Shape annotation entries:
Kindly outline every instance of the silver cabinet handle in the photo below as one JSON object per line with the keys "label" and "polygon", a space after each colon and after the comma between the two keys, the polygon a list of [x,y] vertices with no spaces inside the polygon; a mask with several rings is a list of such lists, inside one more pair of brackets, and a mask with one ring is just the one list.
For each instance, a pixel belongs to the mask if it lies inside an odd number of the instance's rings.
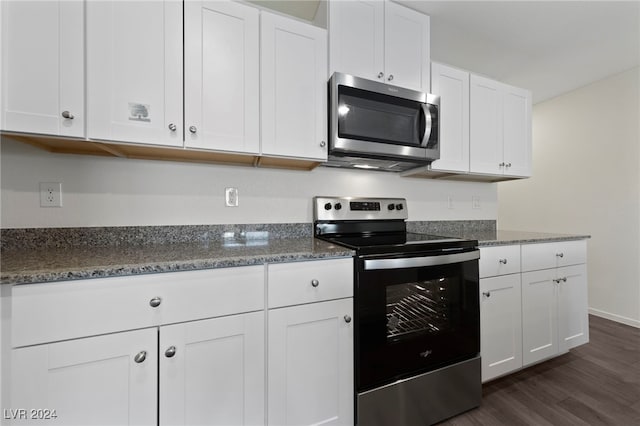
{"label": "silver cabinet handle", "polygon": [[166,356],[167,358],[173,358],[173,356],[176,354],[176,347],[175,346],[169,346],[167,348],[166,351],[164,351],[164,356]]}
{"label": "silver cabinet handle", "polygon": [[147,351],[140,351],[133,357],[133,360],[138,364],[143,363],[145,359],[147,359]]}

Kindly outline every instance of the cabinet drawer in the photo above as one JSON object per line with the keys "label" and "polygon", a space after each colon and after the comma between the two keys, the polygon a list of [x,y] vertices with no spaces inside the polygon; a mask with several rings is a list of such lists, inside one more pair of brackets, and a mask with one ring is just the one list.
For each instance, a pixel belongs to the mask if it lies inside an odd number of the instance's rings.
{"label": "cabinet drawer", "polygon": [[520,246],[480,247],[480,278],[520,272]]}
{"label": "cabinet drawer", "polygon": [[[27,284],[12,290],[12,346],[19,347],[260,310],[264,267]],[[151,306],[152,299],[160,304]]]}
{"label": "cabinet drawer", "polygon": [[559,266],[579,265],[586,262],[586,240],[524,244],[522,246],[523,272]]}
{"label": "cabinet drawer", "polygon": [[268,265],[269,308],[353,296],[353,259]]}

- [TASK PROMPT]:
Without including the pictures, return each record above exactly as it stands.

- [THE SOLUTION]:
Kindly outline every instance of the silver cabinet handle in the photo below as one JSON object per line with the keys "label" and "polygon", a space after each colon and after the comma between the two keys, the polygon a list of [x,y] vertices with no spaces inside the polygon; a mask with several rings is a list of such lists, inside one more pair of brackets, and a mask with one ring is just the one list.
For each instance, a pixel belongs to the mask if it lies inside an odd number of the instance's rings.
{"label": "silver cabinet handle", "polygon": [[166,356],[167,358],[173,358],[173,356],[176,354],[176,347],[175,346],[169,346],[167,348],[166,351],[164,351],[164,356]]}
{"label": "silver cabinet handle", "polygon": [[147,351],[140,351],[133,357],[133,360],[138,364],[143,363],[145,359],[147,359]]}

Kindly outline every instance of the cabinet drawer in the photo above as one JSON object per line with the keys "label" and "polygon", a space after each colon and after the comma between the two keys, the polygon a list of [x,y] vertices with no spaces inside the polygon; a mask with several rings is a list of such lists, inside one more pair of brackets, and a mask with one ring is just the one list.
For each instance, a pixel belongs to the mask if it lies inside an odd number of the instance's rings.
{"label": "cabinet drawer", "polygon": [[520,246],[480,247],[480,278],[520,272]]}
{"label": "cabinet drawer", "polygon": [[[27,284],[12,290],[12,346],[19,347],[260,310],[264,267]],[[151,306],[152,299],[160,304]]]}
{"label": "cabinet drawer", "polygon": [[559,266],[579,265],[586,262],[586,240],[524,244],[522,246],[523,272]]}
{"label": "cabinet drawer", "polygon": [[268,265],[269,308],[353,296],[353,259]]}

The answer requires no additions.